**Problem requirements**. Reproduce, word for word, every line starting at the line that contains "Shelf-audit tagging: put a marker on the grass, one" and ending with the final line of the entries.
## start
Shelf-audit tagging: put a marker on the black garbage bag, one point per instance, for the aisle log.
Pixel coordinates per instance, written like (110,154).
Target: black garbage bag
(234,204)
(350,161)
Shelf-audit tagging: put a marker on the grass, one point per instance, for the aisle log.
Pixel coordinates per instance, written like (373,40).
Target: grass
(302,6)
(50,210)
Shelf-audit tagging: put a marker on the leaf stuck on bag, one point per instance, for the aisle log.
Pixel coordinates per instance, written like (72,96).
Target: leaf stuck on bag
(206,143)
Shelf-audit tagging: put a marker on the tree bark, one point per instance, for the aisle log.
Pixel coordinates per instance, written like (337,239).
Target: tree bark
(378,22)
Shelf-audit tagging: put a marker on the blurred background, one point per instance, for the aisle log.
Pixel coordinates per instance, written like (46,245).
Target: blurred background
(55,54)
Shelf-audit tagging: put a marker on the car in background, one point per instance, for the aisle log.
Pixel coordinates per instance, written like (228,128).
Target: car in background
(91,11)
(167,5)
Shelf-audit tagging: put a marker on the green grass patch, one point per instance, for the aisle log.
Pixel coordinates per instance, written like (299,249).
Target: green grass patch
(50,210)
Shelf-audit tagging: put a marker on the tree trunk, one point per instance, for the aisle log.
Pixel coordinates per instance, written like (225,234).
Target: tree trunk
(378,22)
## end
**Solution for this task**.
Shelf-audit tagging: put a marker on the grass, one point per instance, for the aisle log.
Pixel coordinates per instance, written like (373,40).
Target: grass
(302,6)
(50,210)
Shelf-audit tagging: put a marker on the leaf stuck on bag, one point per instance, for the aisle log.
Pixel coordinates per instance, written like (72,96).
Target: leaf stuck on bag
(206,143)
Shelf-audit tagging: put a marker on the tree bark, one point per instance, for the aisle log.
Pixel coordinates per instance, written like (337,239).
Target: tree bark
(378,22)
Shelf-audit tagging: put a marker on the blurred background, one point per instance, for the aisle log.
Pixel coordinates per instance, written like (46,245).
Target: blurred background
(55,54)
Shelf-audit tagging: put a marker on the car in background, one point per instance, for the aisle log.
Pixel coordinates per instance, written like (228,128).
Target: car in background
(91,11)
(167,5)
Shelf-audit tagging: put a marker on the green grass patch, one point per instance, for the aisle log.
Pixel coordinates per instance, written like (299,249).
Target: green grass patch
(50,210)
Shelf-audit tagging: put a marker on the tree trunk, one point per instance, for the aisle log.
Pixel coordinates per instance, written like (225,234).
Target: tree trunk
(378,22)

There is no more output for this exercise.